## Work to complete
Return the lines below with no changes at all.

Pointing entries for named objects:
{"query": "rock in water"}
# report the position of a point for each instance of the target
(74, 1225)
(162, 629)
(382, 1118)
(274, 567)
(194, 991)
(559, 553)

## Task result
{"query": "rock in water"}
# report the position of a point for each instance of the target
(74, 1225)
(162, 629)
(382, 1118)
(274, 567)
(194, 991)
(559, 553)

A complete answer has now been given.